● Work to complete
Give back the lines below exactly, but do not include any pictures.

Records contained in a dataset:
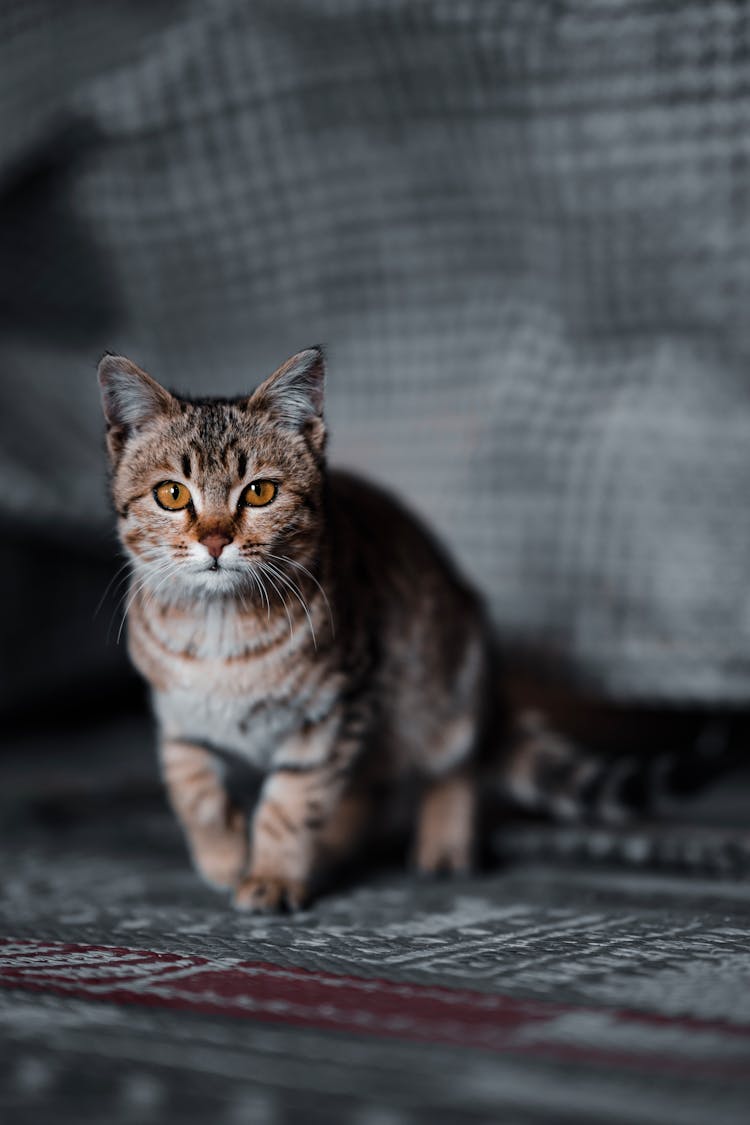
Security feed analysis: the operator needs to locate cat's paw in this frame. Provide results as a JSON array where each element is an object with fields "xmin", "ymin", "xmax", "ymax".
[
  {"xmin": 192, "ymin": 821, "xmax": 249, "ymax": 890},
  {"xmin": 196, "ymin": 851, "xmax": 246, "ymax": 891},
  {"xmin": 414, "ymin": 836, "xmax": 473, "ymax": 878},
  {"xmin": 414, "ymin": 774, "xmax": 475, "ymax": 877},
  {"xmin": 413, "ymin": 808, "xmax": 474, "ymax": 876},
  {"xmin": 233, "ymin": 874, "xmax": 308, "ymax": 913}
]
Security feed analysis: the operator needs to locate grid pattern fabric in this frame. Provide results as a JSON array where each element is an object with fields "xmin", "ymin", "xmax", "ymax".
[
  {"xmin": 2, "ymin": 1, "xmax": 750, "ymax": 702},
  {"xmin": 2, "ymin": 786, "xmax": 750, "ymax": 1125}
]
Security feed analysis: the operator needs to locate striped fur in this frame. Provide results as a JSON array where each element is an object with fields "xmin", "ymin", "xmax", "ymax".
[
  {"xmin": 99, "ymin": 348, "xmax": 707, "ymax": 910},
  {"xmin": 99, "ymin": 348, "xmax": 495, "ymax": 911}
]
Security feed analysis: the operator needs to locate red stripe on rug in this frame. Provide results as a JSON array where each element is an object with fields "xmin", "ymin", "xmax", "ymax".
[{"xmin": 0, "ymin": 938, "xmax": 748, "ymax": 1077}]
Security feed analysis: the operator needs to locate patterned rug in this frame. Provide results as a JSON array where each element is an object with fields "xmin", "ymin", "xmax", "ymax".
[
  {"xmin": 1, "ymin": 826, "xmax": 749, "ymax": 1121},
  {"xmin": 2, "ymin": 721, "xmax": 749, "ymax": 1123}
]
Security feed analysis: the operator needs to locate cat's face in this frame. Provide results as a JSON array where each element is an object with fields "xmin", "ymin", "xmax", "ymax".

● Answer for the task
Security feed analysis: the operator needs to locate cat's paw in this frame. Provide results as a JSON array where each element is an object with fields "xmin", "ymin", "xmax", "ymax".
[
  {"xmin": 192, "ymin": 821, "xmax": 249, "ymax": 890},
  {"xmin": 196, "ymin": 851, "xmax": 246, "ymax": 891},
  {"xmin": 414, "ymin": 836, "xmax": 473, "ymax": 878},
  {"xmin": 414, "ymin": 774, "xmax": 475, "ymax": 877},
  {"xmin": 413, "ymin": 808, "xmax": 474, "ymax": 876},
  {"xmin": 233, "ymin": 874, "xmax": 308, "ymax": 913}
]
Security feed analysis: the operator needs to locate grid pattern fabric in this frame. Provide results as a JSON array where each element is an object with fields "xmin", "ymin", "xmax", "ymax".
[
  {"xmin": 2, "ymin": 1, "xmax": 750, "ymax": 702},
  {"xmin": 2, "ymin": 786, "xmax": 750, "ymax": 1125}
]
Security feed analysis: the operator needs to locate striped fur in this frame. Provide results as a JSON array where each element is an object with fields "xmin", "ymin", "xmax", "ymax".
[
  {"xmin": 99, "ymin": 348, "xmax": 707, "ymax": 910},
  {"xmin": 99, "ymin": 348, "xmax": 495, "ymax": 911}
]
Security feed analysis: the operator needs to locate red stripe on rug in this frame. Provide results as a JSON array where each element is an object with fields "xmin", "ymin", "xmax", "ymax".
[{"xmin": 0, "ymin": 938, "xmax": 748, "ymax": 1077}]
Security feed analysis: the operator needs to locate patterned rug in this frame. Provide results as a JSON array where each element is an object with fields "xmin", "ymin", "xmax", "ymax".
[
  {"xmin": 1, "ymin": 826, "xmax": 749, "ymax": 1121},
  {"xmin": 2, "ymin": 721, "xmax": 749, "ymax": 1123}
]
Security feed analysis: the operator needs to locate cat's face in this frame. Provide results as a JSON array where each element is an object with fields "xmin", "ymin", "xmax", "ymax".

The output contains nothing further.